▶ **SELECTED PASSAGE**
* START *

# Book of pieces sticked together into a piece



## Aramis (Mar 1, 2009)

Recently I'm pricking the bubble and realising that (what a suprise!) I'm not going to be another Mozart. My last attempt to achive something as a amateur composer is a contest organised by radio station. Actually I'm writing a composition for oboe, cello and violin as a main instruments. What you can hear here is not a composition itself, just a buch of pieces of pieces sticked together intro a piece. I don't think it's too good, but why not give it a try? I'm somehow set to hear that there is nothing interesting, so go ahead.

I'm not aware of any english-language portal which can be used to listen to music online, so I uploaded it to the polish one - just click to the play button to turn it on, there are symbols just like on CD player.

http://w242.wrzuta.pl/audio/5QCX7eZWS2V/ej_badaj_jakie_kurewskie_czary


----------



## jcsd (Aug 2, 2009)

I listened to it, to me it does sound like short phrases/bars stuck together rtaher than a coherent piece. I can understand that the overall effect you've gone for is to create a dijointed feeling, but I think there's subtler ways to acheive this. Even pieces that create a dischorent feeling have a coherence that the listener may not be conciousloy aware of in order to make the piece work as a whole.

I did like some of the phrases, perhaps you should try to expand these instead?

From a technically aspect I think you might want to look at the samplesets you use too, the opening part is something that needs to be played expressively, but the actual instrument sounds very dead.

Of course this is just my opinion

Soundclick.com and soundcloud.com are both free English language MP3 hosting sites.


----------



## Aramis (Mar 1, 2009)

jcsd said:


> I listened to it, to me it does sound like short phrases/bars stuck together


That's what it is. The whole thing isn't a complete piece but, like I mentioned in title, a bunch of phrazes which are going to be extended or thrown away.

Thank you for your opinion and links to hosting sites.


----------



## jcsd (Aug 2, 2009)

Well like I said then I think some of those phrases are really worth expanding into something more.


----------



## jcsd (Aug 2, 2009)

Btw I'd also add I think 17 is ludriciously young to be giving up on acheiving something as a composer. My cousin who's still in his early twenties composes and plays his own stuff with a famous modern jazz/modern classical quartet (well just about as famous in the UK as you can be in that genre). At 17, a talent musician, yes, but what he acheived still suprised me I think a lot of the work he put into acheiving what he did and still is acheiving came in those intereceding years.


----------

* END *

Data entries:
* START *

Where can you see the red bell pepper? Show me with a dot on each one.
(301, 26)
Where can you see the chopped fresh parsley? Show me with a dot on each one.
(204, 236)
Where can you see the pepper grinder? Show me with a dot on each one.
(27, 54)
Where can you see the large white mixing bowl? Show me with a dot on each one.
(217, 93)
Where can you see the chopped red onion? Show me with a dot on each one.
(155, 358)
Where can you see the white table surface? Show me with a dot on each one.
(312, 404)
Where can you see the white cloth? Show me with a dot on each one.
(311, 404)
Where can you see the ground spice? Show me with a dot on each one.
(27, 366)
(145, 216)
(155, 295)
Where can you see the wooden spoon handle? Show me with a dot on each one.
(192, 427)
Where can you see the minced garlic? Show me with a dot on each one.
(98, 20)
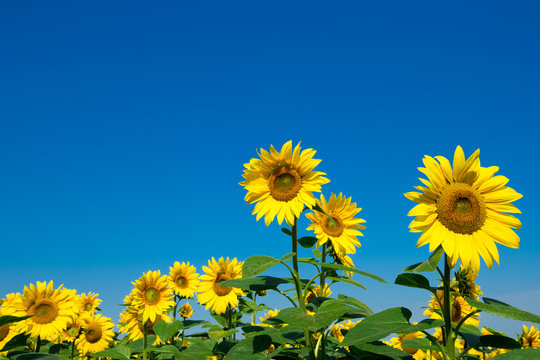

* END *

▶ **DESCRIPTION OF THE TASK**
Update the part of the forum thread that opens with "That's what it" and closes with "into something more.", changing "hosting sites" to "hosting platforms".

▶ **FINAL ANSWER**
That's what it is. The whole thing isn't a complete piece but, like I mentioned in title, a bunch of phrazes which are going to be extended or thrown away.

Thank you for your opinion and links to hosting platforms.


----------



## jcsd (Aug 2, 2009)

Well like I said then I think some of those phrases are really worth expanding into something more.